▶ [GIVEN TASK]
Can you rewrite the items starting with the line containing "Label the jacket" and going through the line containing "(1267, 670)", with "white sock" replaced by "ankle sock" and everything else unchanged?

** Begin ENTRIES SUPPLIED **

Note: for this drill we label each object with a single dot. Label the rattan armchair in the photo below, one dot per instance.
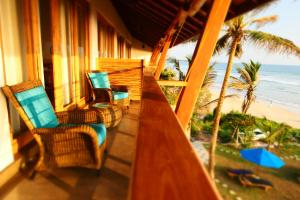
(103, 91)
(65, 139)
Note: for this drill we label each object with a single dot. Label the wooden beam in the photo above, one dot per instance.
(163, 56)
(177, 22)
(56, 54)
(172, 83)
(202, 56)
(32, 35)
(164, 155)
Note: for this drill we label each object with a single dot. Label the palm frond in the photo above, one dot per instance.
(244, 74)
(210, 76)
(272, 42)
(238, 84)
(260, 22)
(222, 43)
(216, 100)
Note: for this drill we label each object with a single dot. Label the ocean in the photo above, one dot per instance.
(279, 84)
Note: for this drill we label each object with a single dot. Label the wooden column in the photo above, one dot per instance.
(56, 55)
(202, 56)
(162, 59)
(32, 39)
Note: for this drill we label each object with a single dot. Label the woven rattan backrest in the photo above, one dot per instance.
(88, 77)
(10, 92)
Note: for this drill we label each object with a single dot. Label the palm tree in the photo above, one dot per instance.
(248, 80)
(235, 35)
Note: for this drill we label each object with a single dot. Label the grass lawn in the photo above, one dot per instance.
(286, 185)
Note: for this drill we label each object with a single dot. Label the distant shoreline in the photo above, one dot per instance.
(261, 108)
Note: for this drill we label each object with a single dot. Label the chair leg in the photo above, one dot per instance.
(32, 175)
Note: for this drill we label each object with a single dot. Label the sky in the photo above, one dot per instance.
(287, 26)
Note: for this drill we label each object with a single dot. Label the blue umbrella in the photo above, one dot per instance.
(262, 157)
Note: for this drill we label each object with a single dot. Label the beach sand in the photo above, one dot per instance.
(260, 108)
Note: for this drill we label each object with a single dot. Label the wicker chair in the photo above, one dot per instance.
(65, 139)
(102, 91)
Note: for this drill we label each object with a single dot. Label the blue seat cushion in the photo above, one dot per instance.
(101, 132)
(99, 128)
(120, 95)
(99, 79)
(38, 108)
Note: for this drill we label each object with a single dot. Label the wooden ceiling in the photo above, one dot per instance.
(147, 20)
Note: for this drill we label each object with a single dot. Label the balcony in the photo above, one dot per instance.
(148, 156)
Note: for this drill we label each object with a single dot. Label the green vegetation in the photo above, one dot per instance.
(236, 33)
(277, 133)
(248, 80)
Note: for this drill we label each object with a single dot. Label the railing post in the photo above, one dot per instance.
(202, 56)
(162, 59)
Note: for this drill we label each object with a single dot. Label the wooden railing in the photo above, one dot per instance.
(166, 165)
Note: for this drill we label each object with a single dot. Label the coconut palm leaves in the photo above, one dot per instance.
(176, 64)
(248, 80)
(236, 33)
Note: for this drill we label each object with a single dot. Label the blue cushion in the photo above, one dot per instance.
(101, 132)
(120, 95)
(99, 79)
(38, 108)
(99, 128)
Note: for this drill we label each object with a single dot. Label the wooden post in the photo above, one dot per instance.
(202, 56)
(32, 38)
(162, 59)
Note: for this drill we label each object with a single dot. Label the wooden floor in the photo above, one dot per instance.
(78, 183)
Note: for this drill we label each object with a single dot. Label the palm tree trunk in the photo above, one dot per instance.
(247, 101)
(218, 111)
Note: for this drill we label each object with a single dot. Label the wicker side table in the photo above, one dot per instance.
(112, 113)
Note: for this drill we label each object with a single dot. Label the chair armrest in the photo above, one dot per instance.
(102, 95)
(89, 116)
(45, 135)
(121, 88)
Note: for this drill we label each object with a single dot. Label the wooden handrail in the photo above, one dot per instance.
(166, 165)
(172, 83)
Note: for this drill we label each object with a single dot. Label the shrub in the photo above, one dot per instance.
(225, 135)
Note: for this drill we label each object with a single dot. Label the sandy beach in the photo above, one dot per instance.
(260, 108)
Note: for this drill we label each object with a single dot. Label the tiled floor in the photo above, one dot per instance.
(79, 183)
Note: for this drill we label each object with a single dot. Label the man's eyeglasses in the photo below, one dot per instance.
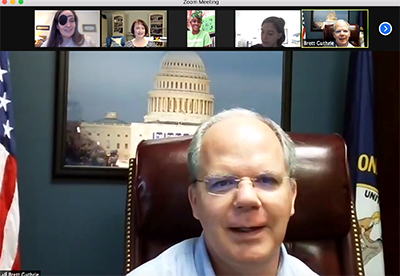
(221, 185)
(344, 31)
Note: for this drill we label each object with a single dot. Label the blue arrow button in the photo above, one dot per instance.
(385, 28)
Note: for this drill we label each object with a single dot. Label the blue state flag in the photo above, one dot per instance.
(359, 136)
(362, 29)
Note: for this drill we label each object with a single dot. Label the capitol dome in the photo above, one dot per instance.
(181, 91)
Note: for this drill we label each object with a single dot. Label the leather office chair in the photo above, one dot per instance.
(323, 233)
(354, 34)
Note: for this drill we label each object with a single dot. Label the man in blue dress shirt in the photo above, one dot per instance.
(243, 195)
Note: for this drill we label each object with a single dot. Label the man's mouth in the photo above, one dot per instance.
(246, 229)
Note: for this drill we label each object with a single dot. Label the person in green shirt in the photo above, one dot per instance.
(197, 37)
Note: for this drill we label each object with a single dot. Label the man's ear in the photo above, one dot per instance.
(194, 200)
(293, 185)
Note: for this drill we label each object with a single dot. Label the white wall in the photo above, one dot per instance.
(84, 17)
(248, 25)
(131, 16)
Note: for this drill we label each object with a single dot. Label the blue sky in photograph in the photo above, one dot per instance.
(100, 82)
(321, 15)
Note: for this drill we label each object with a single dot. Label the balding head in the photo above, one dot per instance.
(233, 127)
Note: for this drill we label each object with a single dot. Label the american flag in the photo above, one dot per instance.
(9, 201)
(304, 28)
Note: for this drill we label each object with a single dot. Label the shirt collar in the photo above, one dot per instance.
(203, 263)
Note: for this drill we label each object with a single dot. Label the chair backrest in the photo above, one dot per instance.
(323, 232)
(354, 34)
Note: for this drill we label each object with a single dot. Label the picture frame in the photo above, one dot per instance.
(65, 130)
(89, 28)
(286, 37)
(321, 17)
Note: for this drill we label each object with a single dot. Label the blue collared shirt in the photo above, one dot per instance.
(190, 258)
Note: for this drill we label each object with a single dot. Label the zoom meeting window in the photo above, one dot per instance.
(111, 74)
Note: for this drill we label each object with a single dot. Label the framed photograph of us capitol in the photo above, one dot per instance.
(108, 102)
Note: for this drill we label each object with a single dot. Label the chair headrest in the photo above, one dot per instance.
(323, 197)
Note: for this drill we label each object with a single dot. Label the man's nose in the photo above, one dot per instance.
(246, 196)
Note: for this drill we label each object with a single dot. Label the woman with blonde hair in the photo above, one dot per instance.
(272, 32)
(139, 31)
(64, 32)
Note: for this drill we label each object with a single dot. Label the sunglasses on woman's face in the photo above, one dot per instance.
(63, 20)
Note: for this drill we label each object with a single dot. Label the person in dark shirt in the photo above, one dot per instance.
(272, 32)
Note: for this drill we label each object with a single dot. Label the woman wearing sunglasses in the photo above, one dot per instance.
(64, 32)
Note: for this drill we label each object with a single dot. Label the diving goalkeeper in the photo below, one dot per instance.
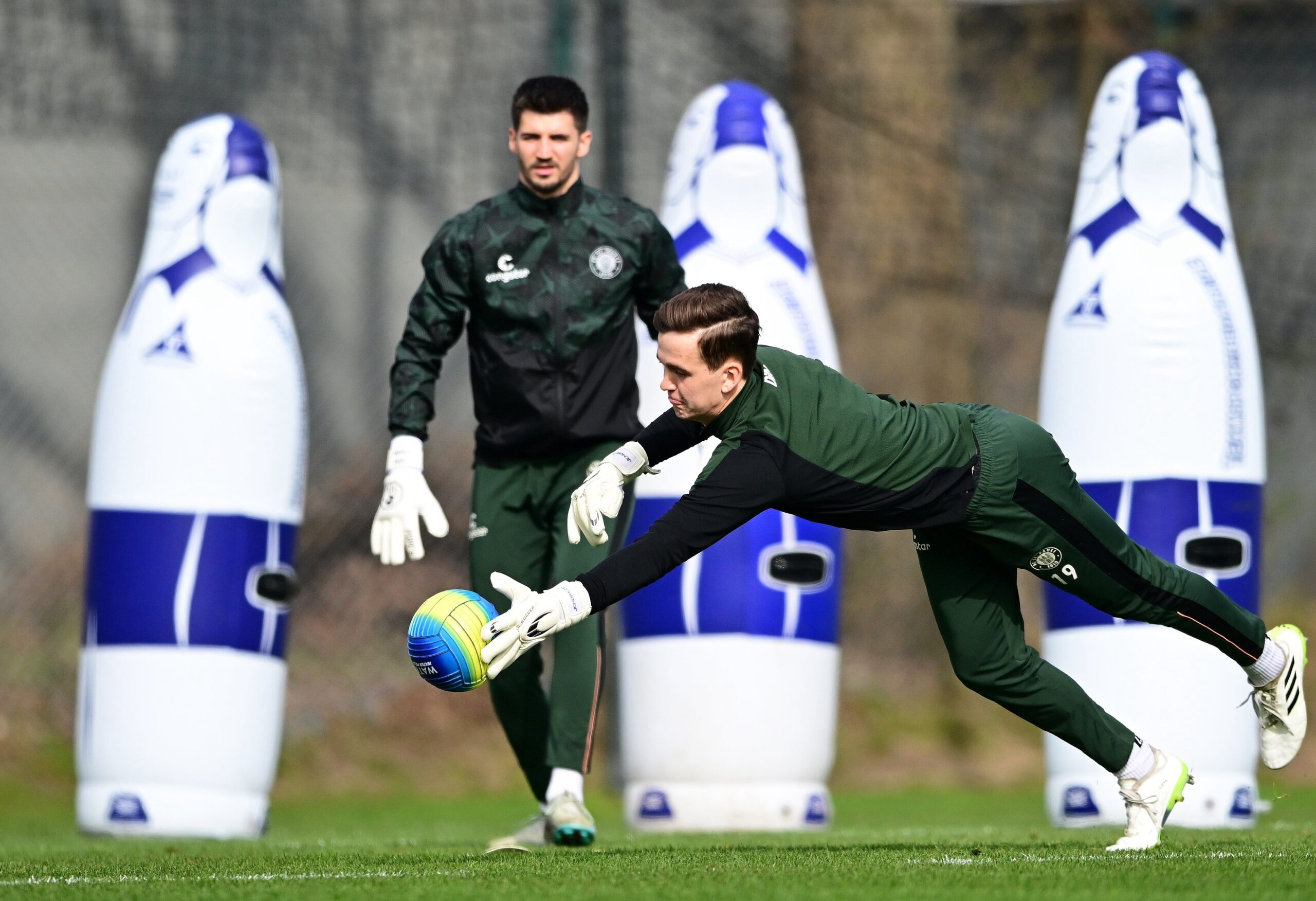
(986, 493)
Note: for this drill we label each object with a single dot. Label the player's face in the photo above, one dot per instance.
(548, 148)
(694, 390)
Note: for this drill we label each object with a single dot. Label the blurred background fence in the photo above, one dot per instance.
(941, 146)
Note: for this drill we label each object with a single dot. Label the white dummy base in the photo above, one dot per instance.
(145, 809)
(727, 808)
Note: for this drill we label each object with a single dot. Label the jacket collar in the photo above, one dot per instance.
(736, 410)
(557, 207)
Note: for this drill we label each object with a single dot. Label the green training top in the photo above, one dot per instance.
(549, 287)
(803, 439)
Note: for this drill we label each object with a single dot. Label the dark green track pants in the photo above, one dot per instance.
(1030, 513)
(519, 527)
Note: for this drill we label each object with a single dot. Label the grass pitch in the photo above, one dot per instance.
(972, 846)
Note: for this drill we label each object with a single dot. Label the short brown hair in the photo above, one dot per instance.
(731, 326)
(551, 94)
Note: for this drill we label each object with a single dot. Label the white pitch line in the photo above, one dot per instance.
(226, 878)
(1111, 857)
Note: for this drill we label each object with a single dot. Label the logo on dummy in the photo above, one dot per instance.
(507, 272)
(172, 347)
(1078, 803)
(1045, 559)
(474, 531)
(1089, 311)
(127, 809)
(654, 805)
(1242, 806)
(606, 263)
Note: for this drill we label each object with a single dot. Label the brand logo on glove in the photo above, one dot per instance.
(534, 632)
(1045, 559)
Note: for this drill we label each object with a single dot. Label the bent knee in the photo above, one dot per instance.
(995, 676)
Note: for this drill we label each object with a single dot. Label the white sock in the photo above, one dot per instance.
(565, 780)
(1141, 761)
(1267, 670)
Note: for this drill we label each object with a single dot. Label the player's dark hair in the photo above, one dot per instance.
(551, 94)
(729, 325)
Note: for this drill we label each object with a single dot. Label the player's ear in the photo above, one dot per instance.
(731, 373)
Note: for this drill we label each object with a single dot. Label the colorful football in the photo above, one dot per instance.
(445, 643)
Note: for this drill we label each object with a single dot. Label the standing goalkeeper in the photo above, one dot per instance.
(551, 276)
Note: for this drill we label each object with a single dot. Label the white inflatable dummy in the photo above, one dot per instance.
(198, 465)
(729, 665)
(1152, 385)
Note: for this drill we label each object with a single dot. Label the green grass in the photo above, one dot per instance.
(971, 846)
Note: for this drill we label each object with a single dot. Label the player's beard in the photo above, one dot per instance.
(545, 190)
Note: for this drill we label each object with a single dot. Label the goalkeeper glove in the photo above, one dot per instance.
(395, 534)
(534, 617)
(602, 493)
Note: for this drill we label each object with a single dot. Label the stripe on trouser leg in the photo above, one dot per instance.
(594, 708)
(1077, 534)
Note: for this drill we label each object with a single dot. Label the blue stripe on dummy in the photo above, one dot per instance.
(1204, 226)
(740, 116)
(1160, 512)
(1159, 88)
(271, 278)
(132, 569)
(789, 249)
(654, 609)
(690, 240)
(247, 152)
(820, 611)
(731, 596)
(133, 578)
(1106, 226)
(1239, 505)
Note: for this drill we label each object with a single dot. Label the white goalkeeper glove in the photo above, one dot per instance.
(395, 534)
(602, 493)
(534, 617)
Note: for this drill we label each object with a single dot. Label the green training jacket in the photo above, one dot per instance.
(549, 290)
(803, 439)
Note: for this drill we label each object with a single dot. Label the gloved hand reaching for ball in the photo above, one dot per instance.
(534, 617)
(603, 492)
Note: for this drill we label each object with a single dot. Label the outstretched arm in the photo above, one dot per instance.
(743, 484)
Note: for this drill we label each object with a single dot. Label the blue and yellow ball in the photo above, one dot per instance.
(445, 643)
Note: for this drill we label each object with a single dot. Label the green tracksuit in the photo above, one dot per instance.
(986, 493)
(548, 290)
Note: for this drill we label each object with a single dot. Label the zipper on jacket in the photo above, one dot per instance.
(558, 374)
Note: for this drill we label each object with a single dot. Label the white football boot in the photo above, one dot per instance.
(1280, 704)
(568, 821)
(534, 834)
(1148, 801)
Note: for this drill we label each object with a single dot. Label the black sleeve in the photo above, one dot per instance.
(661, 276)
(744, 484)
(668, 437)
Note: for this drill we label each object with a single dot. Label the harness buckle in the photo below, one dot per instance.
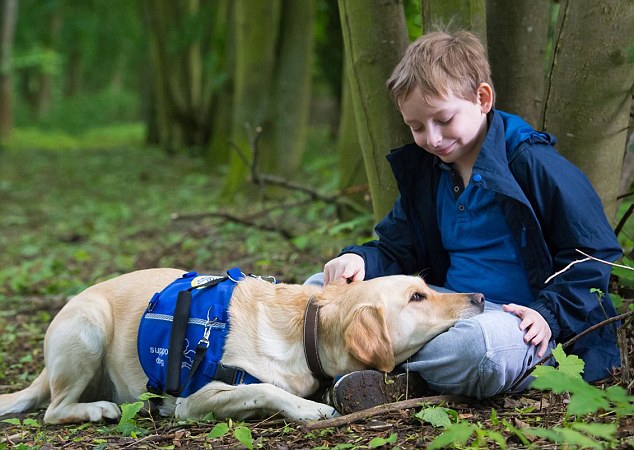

** End ENTRIES SUPPLIED **

▶ [REPLY]
Note: for this drill we label each object with a single dot. Label the jacket collar in the photo above, one dot per instance.
(736, 410)
(557, 207)
Note: for this drill we label each object with a single dot. Label the green training top in the photo above, one dot per instance.
(549, 287)
(803, 439)
Note: for this drill we label each object with a single dot. Label the dark green track pants in the photo above, one dot per instance.
(1030, 513)
(519, 527)
Note: for this drill we label each object with a single dot. Label the grass pitch in the photo above, one dot per instance.
(972, 846)
Note: for this drill we label each object with a single dot. Label the short brown hair in the photo above, one dot per instance.
(731, 326)
(551, 94)
Note: for this drill we label each object with a single dot. Label the white pitch line in the photo above, one dot per instance.
(226, 878)
(1111, 857)
Note: for this drill we label each object with a single dot. Label the logo on dummy in the photo above, one dot per instance.
(507, 272)
(172, 347)
(1078, 803)
(1045, 559)
(474, 531)
(1089, 311)
(127, 809)
(654, 805)
(1242, 806)
(606, 263)
Note: for this drill we label each object with a single dot. Label the brand logo on glove in the photo above, one dot per instance.
(534, 632)
(1045, 559)
Note: for this drill we label each object with a single dot. Label the bent knee in the photo above, one dot per instance.
(995, 676)
Note: for this drill we label each object with a single dot. Label the ankle sock in the photo above, one dot per instance.
(565, 780)
(1141, 761)
(1267, 670)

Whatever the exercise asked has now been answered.